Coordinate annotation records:
----
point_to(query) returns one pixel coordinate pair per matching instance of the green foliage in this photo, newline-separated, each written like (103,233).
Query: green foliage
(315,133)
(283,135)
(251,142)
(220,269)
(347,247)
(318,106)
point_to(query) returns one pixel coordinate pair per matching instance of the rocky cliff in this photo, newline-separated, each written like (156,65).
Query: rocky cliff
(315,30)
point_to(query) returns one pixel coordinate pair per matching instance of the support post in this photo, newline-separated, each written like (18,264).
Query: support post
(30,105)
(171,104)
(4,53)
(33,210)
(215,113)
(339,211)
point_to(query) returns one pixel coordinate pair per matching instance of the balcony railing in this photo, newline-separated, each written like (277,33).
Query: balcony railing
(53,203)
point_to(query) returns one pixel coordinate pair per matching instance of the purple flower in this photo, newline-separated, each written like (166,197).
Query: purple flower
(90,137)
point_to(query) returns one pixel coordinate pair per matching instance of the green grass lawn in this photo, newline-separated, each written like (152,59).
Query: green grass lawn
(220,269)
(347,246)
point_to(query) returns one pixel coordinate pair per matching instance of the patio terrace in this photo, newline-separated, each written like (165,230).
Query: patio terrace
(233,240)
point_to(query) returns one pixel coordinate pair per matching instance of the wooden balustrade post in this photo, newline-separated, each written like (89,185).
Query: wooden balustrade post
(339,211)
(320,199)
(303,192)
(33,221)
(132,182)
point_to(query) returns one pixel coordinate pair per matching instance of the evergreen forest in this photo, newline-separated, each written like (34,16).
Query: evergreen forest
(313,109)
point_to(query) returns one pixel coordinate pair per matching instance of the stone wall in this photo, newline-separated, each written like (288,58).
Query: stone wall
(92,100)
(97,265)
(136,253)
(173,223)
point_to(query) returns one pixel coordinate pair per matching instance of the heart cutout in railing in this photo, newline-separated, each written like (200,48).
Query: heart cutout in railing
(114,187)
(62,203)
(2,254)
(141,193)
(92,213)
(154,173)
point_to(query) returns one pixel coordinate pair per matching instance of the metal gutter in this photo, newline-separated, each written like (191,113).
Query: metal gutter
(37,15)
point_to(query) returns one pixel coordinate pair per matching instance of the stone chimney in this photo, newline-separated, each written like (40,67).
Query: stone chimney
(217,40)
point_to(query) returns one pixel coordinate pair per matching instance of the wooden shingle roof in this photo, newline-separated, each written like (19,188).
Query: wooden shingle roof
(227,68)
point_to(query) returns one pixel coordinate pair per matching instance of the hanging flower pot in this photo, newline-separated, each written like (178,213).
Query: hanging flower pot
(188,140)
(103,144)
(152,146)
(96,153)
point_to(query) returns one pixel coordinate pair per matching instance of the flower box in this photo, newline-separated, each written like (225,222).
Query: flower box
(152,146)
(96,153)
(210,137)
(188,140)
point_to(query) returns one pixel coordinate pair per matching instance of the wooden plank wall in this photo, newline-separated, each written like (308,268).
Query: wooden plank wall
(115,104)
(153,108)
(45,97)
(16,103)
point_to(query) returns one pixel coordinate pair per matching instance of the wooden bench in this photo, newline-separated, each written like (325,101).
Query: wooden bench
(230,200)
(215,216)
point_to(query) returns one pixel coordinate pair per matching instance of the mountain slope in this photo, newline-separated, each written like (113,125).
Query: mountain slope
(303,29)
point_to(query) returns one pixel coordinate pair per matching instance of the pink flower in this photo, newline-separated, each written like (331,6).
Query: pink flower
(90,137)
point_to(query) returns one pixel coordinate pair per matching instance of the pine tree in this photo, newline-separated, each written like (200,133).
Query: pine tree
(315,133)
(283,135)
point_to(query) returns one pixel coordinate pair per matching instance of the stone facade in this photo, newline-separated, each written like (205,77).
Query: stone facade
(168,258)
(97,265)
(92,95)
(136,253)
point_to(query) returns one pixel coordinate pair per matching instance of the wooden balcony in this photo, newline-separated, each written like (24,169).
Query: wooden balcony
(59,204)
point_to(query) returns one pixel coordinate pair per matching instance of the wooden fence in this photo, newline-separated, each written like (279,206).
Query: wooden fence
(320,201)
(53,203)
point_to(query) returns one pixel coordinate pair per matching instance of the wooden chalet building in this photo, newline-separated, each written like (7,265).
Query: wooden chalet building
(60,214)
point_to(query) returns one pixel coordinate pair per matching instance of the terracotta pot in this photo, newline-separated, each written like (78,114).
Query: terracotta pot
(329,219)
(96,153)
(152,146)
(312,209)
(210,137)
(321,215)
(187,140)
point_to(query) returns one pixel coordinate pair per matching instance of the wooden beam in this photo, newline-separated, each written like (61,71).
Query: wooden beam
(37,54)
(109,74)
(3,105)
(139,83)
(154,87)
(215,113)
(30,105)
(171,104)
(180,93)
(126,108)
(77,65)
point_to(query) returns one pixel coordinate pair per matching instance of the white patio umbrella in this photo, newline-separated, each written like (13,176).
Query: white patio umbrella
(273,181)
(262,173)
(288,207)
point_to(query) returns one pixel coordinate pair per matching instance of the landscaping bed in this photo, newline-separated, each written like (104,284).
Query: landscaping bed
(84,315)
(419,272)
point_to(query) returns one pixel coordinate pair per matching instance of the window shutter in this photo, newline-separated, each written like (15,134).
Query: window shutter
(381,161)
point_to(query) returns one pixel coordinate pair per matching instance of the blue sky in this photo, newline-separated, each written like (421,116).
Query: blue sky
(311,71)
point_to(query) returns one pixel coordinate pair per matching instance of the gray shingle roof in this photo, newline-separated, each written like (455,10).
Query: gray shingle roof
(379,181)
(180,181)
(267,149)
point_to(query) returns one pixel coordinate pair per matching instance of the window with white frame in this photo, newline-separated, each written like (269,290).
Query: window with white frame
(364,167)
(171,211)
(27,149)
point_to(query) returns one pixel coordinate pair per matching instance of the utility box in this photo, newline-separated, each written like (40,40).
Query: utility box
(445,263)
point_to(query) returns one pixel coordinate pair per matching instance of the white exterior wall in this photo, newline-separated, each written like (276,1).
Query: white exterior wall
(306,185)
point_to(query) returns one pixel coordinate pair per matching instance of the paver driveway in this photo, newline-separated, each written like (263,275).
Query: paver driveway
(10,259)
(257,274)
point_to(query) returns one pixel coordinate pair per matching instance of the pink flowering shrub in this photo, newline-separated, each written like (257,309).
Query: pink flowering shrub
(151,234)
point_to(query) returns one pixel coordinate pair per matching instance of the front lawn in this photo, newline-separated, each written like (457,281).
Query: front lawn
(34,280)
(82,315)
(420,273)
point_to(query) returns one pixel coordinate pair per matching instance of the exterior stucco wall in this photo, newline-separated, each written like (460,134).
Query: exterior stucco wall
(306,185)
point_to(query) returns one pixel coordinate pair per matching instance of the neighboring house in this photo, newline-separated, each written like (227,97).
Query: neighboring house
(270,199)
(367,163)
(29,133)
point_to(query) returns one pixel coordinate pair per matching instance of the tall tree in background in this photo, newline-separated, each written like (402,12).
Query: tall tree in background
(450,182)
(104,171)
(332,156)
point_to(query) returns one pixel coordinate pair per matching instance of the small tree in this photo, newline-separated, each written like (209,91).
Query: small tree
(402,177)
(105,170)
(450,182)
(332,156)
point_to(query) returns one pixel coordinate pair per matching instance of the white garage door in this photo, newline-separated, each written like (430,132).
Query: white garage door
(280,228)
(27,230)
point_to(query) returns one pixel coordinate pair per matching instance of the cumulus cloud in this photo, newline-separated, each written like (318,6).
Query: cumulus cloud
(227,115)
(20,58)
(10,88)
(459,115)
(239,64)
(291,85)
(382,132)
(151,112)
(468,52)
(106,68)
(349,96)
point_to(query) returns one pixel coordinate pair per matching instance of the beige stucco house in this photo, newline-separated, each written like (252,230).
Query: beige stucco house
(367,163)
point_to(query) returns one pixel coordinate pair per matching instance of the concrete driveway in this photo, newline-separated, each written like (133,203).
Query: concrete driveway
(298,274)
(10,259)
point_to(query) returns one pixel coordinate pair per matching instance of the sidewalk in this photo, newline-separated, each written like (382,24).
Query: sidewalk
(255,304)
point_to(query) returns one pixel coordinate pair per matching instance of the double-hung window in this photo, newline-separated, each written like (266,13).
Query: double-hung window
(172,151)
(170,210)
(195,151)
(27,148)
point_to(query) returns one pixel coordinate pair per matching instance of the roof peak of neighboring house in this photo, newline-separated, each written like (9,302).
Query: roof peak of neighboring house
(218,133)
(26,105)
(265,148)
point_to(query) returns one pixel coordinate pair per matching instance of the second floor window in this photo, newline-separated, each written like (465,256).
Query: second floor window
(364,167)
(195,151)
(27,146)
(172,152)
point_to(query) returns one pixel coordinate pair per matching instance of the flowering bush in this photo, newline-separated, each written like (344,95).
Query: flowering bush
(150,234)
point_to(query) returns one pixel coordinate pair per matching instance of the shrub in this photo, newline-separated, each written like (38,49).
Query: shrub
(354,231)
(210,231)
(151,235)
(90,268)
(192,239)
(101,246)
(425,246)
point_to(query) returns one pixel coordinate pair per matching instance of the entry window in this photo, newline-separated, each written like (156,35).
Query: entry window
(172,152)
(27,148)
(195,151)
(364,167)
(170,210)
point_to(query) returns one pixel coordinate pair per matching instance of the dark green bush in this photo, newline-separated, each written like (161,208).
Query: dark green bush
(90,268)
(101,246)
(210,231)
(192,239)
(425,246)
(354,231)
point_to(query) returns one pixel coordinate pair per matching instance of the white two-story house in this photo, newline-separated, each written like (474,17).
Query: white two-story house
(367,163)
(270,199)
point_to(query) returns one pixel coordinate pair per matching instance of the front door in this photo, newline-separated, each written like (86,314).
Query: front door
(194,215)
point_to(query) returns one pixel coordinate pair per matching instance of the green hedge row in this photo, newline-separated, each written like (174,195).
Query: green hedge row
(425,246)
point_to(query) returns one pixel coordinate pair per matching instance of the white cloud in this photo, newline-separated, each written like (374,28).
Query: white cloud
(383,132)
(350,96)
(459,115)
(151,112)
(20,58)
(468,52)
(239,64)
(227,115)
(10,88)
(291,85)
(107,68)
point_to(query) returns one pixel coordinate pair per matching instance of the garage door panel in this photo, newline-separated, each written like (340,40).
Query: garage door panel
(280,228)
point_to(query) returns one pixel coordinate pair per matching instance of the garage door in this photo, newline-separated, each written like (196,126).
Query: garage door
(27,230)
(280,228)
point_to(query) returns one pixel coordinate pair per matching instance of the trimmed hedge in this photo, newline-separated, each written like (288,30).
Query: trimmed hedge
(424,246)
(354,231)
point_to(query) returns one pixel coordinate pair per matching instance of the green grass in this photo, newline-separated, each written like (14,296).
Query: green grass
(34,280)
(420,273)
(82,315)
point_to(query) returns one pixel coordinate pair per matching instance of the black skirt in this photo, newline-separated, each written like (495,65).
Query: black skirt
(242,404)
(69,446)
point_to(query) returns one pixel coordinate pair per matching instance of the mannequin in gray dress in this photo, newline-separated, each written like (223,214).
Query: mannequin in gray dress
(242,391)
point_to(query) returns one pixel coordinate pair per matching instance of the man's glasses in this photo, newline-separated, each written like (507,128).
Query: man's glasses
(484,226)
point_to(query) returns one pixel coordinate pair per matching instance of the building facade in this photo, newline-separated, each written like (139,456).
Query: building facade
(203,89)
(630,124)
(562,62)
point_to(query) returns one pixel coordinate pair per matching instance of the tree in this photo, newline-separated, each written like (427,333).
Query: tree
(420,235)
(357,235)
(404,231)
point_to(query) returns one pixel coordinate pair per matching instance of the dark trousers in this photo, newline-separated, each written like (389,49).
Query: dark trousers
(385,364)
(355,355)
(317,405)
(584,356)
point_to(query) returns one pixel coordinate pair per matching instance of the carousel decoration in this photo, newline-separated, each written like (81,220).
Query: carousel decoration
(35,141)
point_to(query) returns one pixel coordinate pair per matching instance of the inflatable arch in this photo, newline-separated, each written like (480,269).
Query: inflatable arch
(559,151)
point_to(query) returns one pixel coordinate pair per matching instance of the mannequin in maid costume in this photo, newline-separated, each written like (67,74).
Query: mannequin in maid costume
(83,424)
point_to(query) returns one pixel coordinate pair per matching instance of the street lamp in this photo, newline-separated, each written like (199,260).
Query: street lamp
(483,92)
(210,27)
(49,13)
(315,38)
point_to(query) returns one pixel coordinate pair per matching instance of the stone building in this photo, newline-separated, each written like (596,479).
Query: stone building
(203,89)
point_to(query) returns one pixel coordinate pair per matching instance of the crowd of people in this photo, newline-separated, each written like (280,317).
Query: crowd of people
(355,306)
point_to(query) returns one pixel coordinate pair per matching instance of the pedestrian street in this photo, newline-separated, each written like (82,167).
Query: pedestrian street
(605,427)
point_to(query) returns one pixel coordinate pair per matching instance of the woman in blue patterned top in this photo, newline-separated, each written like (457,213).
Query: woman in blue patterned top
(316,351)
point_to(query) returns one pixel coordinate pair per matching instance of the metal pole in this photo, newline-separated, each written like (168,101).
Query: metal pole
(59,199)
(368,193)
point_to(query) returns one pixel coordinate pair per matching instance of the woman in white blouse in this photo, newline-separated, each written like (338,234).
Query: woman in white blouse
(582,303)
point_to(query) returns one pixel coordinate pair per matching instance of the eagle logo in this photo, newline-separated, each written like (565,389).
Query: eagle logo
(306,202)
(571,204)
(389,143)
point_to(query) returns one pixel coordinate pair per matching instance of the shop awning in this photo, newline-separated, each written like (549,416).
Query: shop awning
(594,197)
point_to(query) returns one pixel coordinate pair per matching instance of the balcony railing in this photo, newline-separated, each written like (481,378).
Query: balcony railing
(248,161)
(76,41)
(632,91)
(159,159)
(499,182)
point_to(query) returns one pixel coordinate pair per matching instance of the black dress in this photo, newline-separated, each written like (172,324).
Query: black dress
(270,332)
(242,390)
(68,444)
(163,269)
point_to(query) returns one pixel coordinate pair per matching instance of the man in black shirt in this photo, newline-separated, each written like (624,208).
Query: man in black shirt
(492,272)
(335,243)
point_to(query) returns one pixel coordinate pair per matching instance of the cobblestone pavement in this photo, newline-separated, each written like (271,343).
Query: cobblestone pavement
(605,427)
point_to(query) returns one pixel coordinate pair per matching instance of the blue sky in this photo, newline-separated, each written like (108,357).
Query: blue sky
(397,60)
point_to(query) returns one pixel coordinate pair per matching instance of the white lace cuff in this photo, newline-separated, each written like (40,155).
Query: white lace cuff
----
• **INSTRUCTION**: Write out exactly the lines of the entries above that run from the line containing "written like (172,324)." through the last line, including both.

• **RESPONSE BELOW**:
point_to(query) returns one pixel coordinate pair per matching instance of the black dress in this photo, newline-separated, each written like (172,324).
Query: black dress
(270,332)
(242,390)
(68,444)
(163,269)
point_to(query) returns one pixel coordinate pair per matching instance of the man in black shirt in this photo, newline-separated, each written like (624,208).
Query: man in black shirt
(492,272)
(335,243)
point_to(query) returns one pixel coordinate pair per matching instance of the cobblestone pavement in this photo, newline-separated, each written like (271,343).
Query: cobblestone pavement
(605,427)
point_to(query) returns one pixel coordinate pair per matching instance of the blue sky in this photo, newline-separated, each written like (108,357).
Query: blue sky
(397,60)
point_to(query) returns one pixel coordinate pair per matching instance of the white lace cuff in this photo, newline-separated, each written like (40,155).
Query: white lace cuff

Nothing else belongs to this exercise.